***** MATERIALS PROVIDED

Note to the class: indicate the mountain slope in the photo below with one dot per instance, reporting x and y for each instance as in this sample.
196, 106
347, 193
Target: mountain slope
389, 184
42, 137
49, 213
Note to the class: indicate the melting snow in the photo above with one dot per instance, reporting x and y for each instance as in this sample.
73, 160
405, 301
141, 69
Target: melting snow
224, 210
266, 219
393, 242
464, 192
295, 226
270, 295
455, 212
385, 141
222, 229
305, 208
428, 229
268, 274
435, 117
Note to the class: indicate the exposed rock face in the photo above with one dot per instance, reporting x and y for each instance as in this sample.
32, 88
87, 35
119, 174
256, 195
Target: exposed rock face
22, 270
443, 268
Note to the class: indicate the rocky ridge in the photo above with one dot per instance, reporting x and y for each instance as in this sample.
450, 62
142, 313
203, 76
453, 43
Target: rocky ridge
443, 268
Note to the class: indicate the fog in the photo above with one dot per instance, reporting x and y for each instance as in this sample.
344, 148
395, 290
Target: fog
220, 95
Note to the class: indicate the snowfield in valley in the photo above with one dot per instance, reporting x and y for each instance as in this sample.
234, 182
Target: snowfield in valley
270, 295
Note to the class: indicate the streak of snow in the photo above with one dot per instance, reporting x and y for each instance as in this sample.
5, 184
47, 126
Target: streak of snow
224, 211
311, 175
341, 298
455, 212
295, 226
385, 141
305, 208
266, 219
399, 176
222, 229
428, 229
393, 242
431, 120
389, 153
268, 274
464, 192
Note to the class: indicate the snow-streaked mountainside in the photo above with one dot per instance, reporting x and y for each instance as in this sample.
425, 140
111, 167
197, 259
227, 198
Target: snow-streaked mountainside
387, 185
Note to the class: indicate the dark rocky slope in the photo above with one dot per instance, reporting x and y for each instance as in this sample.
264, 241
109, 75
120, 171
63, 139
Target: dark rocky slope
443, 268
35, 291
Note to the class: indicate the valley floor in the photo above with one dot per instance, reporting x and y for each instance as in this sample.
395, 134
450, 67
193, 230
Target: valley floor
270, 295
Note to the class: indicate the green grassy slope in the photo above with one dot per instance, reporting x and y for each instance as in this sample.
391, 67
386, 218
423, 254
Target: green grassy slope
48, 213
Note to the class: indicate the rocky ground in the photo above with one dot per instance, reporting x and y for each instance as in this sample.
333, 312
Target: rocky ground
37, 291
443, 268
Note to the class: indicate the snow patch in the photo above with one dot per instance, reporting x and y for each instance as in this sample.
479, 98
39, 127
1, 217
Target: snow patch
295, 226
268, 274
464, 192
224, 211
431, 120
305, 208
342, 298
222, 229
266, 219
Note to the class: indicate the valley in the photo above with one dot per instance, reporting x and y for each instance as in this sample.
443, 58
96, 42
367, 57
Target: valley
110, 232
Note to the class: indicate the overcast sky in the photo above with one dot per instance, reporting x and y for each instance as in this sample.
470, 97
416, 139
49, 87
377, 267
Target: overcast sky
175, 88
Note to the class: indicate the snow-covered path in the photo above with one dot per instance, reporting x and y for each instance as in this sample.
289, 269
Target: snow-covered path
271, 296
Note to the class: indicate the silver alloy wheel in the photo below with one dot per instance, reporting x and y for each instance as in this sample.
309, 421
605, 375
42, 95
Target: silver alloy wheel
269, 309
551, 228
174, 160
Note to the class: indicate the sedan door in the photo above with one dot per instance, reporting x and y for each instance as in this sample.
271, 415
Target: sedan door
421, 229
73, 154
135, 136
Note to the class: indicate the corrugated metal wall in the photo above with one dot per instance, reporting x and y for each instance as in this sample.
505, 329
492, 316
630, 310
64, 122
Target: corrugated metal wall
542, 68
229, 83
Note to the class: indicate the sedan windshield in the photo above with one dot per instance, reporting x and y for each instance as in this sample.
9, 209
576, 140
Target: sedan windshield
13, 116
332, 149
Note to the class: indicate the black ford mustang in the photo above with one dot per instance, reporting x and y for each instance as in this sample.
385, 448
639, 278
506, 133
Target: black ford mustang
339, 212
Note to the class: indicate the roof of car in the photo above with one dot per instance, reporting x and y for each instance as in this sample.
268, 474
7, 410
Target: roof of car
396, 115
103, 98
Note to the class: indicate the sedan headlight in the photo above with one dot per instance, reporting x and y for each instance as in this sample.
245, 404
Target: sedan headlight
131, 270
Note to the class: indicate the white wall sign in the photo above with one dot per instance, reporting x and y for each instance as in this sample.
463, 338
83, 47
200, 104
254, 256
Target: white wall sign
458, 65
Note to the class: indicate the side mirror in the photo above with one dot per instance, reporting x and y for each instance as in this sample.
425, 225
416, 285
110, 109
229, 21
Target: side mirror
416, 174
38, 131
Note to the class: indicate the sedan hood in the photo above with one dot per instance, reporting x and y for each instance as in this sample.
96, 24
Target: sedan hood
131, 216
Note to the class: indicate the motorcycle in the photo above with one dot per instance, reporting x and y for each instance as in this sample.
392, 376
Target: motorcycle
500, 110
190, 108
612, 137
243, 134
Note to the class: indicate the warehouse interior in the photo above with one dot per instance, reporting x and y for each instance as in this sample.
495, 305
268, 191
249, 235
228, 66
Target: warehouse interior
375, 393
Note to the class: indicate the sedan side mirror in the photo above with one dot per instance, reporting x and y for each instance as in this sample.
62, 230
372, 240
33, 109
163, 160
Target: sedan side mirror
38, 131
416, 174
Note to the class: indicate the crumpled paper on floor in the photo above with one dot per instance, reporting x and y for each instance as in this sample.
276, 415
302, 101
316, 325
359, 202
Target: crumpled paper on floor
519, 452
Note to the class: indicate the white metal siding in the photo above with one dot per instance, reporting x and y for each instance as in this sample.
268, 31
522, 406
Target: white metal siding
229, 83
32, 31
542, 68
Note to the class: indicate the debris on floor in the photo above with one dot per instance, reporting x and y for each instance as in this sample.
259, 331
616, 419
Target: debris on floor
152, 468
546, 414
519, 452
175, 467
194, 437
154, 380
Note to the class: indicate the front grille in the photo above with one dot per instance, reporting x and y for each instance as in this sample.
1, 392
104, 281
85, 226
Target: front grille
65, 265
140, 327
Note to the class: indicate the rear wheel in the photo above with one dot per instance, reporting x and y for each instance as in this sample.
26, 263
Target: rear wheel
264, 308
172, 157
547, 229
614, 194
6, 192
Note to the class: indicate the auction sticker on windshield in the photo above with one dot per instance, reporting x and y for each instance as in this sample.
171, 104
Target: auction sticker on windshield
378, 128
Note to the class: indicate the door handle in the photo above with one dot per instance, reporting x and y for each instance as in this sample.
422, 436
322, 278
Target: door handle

**********

▶ **TASK OBJECTIVE**
Every record above should be output exactly.

▶ **COMPLETED TASK**
Note to the class: indicate the mountain slope in the photo below with one dot per instance, reporting x and y for each instance as in this sample.
196, 106
347, 193
Target: mountain slope
389, 184
42, 137
49, 213
Note to the class: indicate the melting snow in the photo above with one dot per instance, reporting x and y for each instance as in this sample.
73, 160
405, 301
141, 69
Target: melting snow
224, 210
266, 219
393, 242
464, 192
295, 226
270, 295
455, 212
385, 141
222, 229
305, 208
428, 229
268, 274
435, 117
Note to the class: indicate the exposed rock face in the photo above with one dot per instance, reporting x and y for each instance as in this sample.
32, 88
87, 35
119, 174
256, 195
Target: exposed rock face
22, 270
443, 268
Note to the class: indicate the rocky ridge in the photo above with one dot per instance, reporting x and y for each instance as in this sample.
450, 62
142, 313
203, 76
453, 43
Target: rocky ridge
443, 268
Note to the class: indicate the fog in the photo above with one dot per instance, reporting x and y for each instance as in this sample.
344, 148
395, 290
Target: fog
220, 95
Note to the class: indicate the snowfield in valley in the photo above with one dot per instance, reporting x and y for each instance as in this sample.
234, 182
Target: snowfield in valley
270, 295
Note to the class: indicate the streak of snow in the photo above with one dot per instance, reporting x and y for each instance as in this sample.
5, 184
47, 126
Target: streak of snow
224, 211
311, 175
341, 298
455, 212
295, 226
385, 141
305, 208
266, 219
399, 176
222, 229
428, 229
393, 242
431, 120
389, 153
268, 274
464, 192
Note to the class: indicate the snow-streaked mountainside in the photo above with one dot per instance, reporting x and y for each instance as in this sample.
425, 140
111, 167
197, 259
227, 198
Target: snow-streaked mountainside
387, 185
Note to the class: indicate the dark rocky slope in the photo above with one dot per instance, reporting x and y for each instance as in this sample.
264, 241
109, 75
120, 171
63, 139
Target: dark rocky slope
443, 268
35, 291
Note to the class: indicate the valley floor in the photo above with one dot per instance, reporting x and y for each instance as in this sample.
395, 134
450, 67
193, 230
Target: valley floor
270, 295
Note to the class: indicate the green grassy slope in the photo above with one dot per instance, reporting x and y for each instance as in this sample.
391, 67
386, 218
423, 254
Target: green grassy slope
48, 213
Note to the class: indicate the rocky ground in the photo above with one dot per instance, reporting x and y for each instance as in this sample.
333, 312
Target: rocky ground
37, 291
443, 268
Note to the class: indicate the snow patch in the photo above with one dot per instance, reporting x and y for each instance as in this sample.
479, 98
39, 127
1, 217
Target: snow patch
295, 226
268, 274
464, 192
224, 211
431, 120
305, 208
342, 298
222, 229
266, 219
Note to the class: indicate the valley in the photo above with one dot per instance, reporting x and y for each instance as in this sample.
443, 58
96, 42
367, 57
Target: valley
110, 232
Note to the class: indicate the overcast sky in the photo above with one dot per instance, reporting x and y for each instance as in this sample.
470, 97
416, 139
49, 87
377, 267
Target: overcast sky
175, 88
Note to the class: indicate the snow-covered path in the photo above with one dot per instance, reporting x and y for each instance as in this sample.
289, 269
Target: snow-covered path
271, 296
Note to the class: indicate the silver alloy wheel in the photo below with one dot per instance, reporting x and y for each instance as in this sample.
309, 421
605, 375
42, 95
Target: silver alloy wheel
269, 309
551, 228
174, 160
Note to the class: indicate the sedan door in the photo above with one dot per instance, reporting x and y for each instance as in this sample.
271, 415
Target: sedan door
421, 229
73, 154
135, 136
Note to the class: indicate the corrugated metal wall in the photo above with one dot per instance, reporting x and y for each instance as in this sample.
505, 329
492, 316
630, 310
64, 122
Target: corrugated metal wall
542, 68
229, 83
Note to the class: indicate the sedan windshield in the photo above with one dot per instance, reporting x and y for each instance as in this sample.
9, 209
576, 140
Target: sedan windshield
13, 116
332, 149
Note to the class: indicate the black ford mustang in the photo above with one dot per instance, reporting x and y for each instance as in this sample.
385, 448
639, 278
506, 133
Target: black ford mustang
339, 212
Note to the class: indicate the roof of car in the photo above with one dot per instance, reporting x and y for each instance as in this sample.
268, 474
7, 410
Target: roof of car
396, 115
103, 98
Note to the class: indicate the sedan headlight in the photo above with one dot per instance, reporting x and y for each instance as in this sample.
245, 404
Target: sedan headlight
131, 270
Note to the class: indicate the white wall sign in the photo above with one dot per instance, reporting x and y for each instance as in this sample.
463, 338
83, 47
200, 104
254, 256
Target: white wall sign
458, 65
Note to the class: indicate the side mirror in the photo above with one dot per instance, reporting x and y for each instance as in this sample.
425, 225
416, 285
110, 109
229, 21
Target: side mirror
416, 174
38, 131
Note to the class: indicate the sedan hood in the photo above with one dot per instance, reporting x and y for each instance as in this sample.
96, 24
Target: sedan hood
131, 216
Note to the class: indicate the motorcycle in the photo above with one dot per instance, reporting x and y for each instance as in this sample.
392, 376
Target: motorcycle
500, 110
190, 108
612, 137
243, 134
Note to the class: indicate the warehouse interior in the photo above with one dot per instance, reporting x and y for each instance as in this sample.
495, 305
268, 191
249, 235
228, 66
Target: warehouse interior
375, 393
Note to the class: indicate the sedan side mirror in the photo above with one dot per instance, reporting x and y for each instance as in this sample.
62, 230
372, 240
33, 109
163, 160
Target: sedan side mirror
38, 131
416, 174
Note to the class: indicate the crumpled paper on floor in the photo above with one dot per instance, reporting x and y for each instance as in this sample.
276, 415
302, 101
316, 325
359, 202
Target: crumpled paper on floor
519, 452
Note to the class: indicate the white metal siding in the photo above with one dot per instance, reporting x and y for each instance as in this sample.
268, 31
522, 406
Target: white metal siding
229, 83
32, 31
542, 68
Note to the class: indicate the debris on floor in the photo above with one dot per instance, reporting x and y for each instance as in this sample.
259, 331
616, 419
Target: debris on floor
152, 468
546, 414
519, 452
175, 467
194, 437
154, 380
Note to the class: indicate the front grille in the photo above with one dot per instance, reporting x and y for each instance as in this sample.
1, 392
104, 281
85, 226
Target: front grille
65, 265
140, 327
Note to the class: indicate the rear wheel in the photo above with one dot per instance, reporting x and y for each instance as in this sample.
26, 263
Target: rear wheel
264, 308
172, 157
547, 229
614, 194
6, 192
Note to the class: indicate the auction sticker on windshield in the photo above with one dot per instance, reporting x and y for each instance as in this sample.
171, 104
Target: auction sticker on windshield
378, 128
Note to the class: indicate the door handle in the photo above with one dot per instance, reporting x and y for each instance as in this sample.
422, 436
322, 278
Target: door handle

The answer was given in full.